Exercise A »
According to the text on Hal Holbrook and Mark Twain scholarship, how many scholars appear in the birthday video?
Exercise B »
Write the next part of the text on Hal Holbrook and Mark Twain scholarship, beginning after its final sentence.

A Bouquet of Birthday Wishes from Mark Twain Scholars to Hal Holbrook on his 94th Birthday: What “Mark Twain Tonight!” Means To Us

2018 was the first year since 1954 that Hal Holbrook (who retired in September of 2017) did not perform “Mark Twain Tonight!”

I compiled this video to honor him on his 94th Birthday (February 17th) and to remind him that although he is no longer performing, his show continues to have an impact on what scholars write and what students learn in Hamden and Hong Kong; in San Antonio, Syracuse, and Stanford; in Charleston, Cambridge, and Tokyo – in short, all over the world. The seventeen scholars in this video pay homage – each in his or her own way – to what the show has meant to them and what they learned from it, in addition to conveying warm birthday wished to its star.

I am pleased to report he was delighted.

Inaugural Issue of International Journal Features Essay By Award-Winning Twain Scholar

Hunan Normal University, a higher education institution serving over 30,000 students in Changsha, China, recently launched The Journal of Foreign Languages and Cultures, a peer-reviewed, open-access academic journal targeted at a broadly interdisciplinary and international audience. Each issue of the journal will be published in both English and Mandarin, and the editorial board includes scholars from nine countries on three continents.

Among the fifteen articles in the opening issue, there are analyses of Chinese novelist, Zhongshu Qian, and Trinidadian critic, C. L. R. James, an interview with African-American novelist, Ishmael Reed, and an interpretation of the Hollywood musical, Meet Me In St. Louis. There is also a prominent essay by Shelley Fisher Fishkin on Mark Twain’s writings about Judaism and anti-Semitism.

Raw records
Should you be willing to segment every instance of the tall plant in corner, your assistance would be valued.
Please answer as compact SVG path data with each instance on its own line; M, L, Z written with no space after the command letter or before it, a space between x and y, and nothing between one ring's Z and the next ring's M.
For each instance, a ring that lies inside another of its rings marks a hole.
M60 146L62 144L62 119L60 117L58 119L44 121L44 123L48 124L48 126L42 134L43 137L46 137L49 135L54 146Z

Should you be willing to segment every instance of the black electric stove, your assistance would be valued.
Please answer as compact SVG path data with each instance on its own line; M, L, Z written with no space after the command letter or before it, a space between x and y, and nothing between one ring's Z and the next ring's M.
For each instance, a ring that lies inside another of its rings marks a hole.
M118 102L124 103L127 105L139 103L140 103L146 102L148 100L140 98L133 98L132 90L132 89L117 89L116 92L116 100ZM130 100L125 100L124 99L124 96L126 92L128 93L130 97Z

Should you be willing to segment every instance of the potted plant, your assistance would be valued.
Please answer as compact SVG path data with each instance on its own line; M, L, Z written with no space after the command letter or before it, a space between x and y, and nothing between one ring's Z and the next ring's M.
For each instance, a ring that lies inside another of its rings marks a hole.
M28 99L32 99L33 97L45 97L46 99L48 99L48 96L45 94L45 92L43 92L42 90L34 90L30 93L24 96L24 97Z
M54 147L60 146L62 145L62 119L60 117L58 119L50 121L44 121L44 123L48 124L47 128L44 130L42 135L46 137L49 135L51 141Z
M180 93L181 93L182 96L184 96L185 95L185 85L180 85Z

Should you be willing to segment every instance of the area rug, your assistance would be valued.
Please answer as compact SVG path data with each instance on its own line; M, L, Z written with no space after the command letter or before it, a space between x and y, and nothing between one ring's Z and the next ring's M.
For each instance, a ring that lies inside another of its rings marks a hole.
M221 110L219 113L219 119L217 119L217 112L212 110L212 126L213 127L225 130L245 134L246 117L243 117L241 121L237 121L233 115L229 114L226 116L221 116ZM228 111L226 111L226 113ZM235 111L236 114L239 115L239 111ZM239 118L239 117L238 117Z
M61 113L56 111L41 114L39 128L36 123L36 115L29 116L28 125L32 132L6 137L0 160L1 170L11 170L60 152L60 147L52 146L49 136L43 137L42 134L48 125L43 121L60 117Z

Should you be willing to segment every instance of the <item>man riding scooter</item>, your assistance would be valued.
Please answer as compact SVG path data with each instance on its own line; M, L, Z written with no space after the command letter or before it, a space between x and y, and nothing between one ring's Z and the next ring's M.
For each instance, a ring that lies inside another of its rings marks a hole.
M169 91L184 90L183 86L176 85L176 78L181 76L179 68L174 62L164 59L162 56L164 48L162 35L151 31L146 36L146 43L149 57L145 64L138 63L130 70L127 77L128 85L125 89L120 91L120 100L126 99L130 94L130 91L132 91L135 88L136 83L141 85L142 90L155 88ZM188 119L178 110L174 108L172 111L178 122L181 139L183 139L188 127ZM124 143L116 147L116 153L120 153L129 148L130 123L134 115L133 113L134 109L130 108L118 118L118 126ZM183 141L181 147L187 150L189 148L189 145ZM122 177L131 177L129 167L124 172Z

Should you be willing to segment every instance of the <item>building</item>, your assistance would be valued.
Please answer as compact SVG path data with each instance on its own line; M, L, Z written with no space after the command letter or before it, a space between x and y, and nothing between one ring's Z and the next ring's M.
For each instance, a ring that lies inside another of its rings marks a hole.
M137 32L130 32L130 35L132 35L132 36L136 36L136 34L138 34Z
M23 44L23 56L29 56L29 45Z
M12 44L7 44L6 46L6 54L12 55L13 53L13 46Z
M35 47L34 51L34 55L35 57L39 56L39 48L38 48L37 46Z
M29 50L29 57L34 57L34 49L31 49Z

--

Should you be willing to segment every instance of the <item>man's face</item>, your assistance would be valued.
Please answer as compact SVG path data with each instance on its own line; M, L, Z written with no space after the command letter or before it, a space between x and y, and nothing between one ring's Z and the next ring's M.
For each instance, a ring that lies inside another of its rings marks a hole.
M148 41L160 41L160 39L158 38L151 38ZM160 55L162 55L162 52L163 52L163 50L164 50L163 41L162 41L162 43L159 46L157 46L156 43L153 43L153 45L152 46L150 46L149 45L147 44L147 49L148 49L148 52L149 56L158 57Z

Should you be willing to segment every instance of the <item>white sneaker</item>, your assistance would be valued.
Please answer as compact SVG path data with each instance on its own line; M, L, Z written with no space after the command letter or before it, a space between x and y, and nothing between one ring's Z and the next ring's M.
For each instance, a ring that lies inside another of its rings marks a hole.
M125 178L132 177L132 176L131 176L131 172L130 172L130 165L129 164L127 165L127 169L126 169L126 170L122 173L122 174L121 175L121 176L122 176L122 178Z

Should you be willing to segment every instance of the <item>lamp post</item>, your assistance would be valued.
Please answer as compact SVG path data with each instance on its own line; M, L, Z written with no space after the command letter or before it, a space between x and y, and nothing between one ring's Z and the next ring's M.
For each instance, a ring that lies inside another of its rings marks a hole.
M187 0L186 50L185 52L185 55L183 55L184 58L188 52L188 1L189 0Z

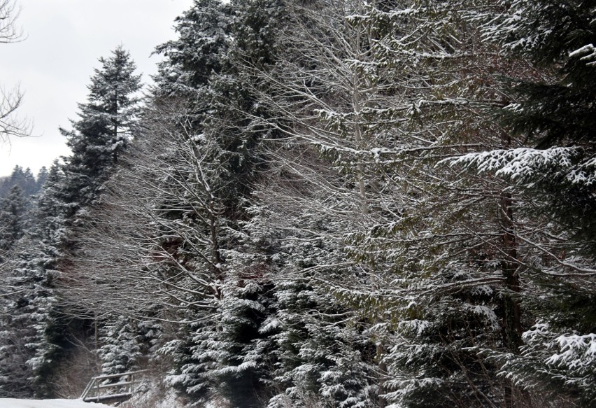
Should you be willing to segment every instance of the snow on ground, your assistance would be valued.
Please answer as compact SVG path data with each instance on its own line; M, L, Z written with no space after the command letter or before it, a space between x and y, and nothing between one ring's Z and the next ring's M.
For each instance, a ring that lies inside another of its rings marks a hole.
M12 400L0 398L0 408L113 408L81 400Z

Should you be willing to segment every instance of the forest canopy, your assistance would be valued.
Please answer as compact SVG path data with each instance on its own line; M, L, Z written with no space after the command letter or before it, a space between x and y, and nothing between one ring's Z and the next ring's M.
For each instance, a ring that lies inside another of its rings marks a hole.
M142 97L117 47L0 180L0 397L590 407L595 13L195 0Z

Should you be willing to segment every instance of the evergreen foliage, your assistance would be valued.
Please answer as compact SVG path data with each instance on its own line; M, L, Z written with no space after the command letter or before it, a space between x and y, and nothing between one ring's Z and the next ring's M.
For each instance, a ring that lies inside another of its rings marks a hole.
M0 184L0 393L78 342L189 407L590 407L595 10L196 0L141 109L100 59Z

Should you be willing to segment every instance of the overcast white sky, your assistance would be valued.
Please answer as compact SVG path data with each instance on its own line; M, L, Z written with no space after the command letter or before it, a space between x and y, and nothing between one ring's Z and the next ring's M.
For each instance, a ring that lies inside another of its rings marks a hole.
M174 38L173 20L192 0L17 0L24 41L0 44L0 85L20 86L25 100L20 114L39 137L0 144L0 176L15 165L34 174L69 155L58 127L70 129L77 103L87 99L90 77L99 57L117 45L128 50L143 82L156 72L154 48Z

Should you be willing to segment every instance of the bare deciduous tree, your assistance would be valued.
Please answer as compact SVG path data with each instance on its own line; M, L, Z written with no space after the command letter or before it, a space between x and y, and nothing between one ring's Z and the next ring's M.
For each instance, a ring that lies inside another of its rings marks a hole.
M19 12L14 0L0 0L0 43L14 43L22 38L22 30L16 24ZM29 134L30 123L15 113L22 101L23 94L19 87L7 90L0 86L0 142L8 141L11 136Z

Exercise response A »
Seventeen scholars appear in the video.

Exercise response B »
Dr. Fishkin, who won the Tuckey Award for lifetime achievement in Twain Studies scholarship from CMTS last year, was approached by Lauri Ramey, a professor at Hunan Normal and an editor for JFLC, about contributing to the opening issue. Fishkin says,

I have long been interested in how fascinated many Chinese are by  Mark Twain, and also by Jewish culture and history. Selina Lai-Henderson’s wonderful book, Mark Twain in China, provides a terrific overview of Chinese interest in Twain. During a trip to a conference in Guangzhou some years back for the Chinese Railroad Workers in North America Project at Stanford (which I co-direct), I was struck by the passionate interest in Jewish history and culture on the part of a Chinese graduate student I met. More recently, I met a young man whose ancestors were part of the Jewish community that existed in Kaifeng since the 10th century or earlier, who was interested in learning more about his heritage. Given the strong interest in both Twain and Jewish culture—and the fact that anti-Semitic stereotypes are not a concept of which many Chinese are aware (although they are increasingly aware of anti-Asian and anti-Black stereotypes)—it made sense to me to publish this article in a journal which might include a significant Chinese readership. I encourage other Twain scholars to publish there as well. You keep the copyright and are free to reprint elsewhere articles of yours that they publish.

On that note, Dr. Fishkin has graciously agreed to allow us to reprint a selection from her essay, the remainder of which you can download at the JFLC’s website. 

A Fresh Look at Mark Twain and the Jews

On a clear, brisk mid-April Sunday afternoon in 1907, a white-suited Mark Twain strode to the front of the stage of the theatre at the Educational Alliance at Jefferson Street and East Broadway on New York City’s Lower East Side and beamed with pleasure. Little Rhoda Rosenblum had just taken a curtain call for her performance as Tom Canty, the pauper who ends up changing places with Prince Edward, in a dramatic version of Twain’s novel, The Prince and the Pauper. Little Helen Schwartz, who played the Prince, had taken a bow at her side.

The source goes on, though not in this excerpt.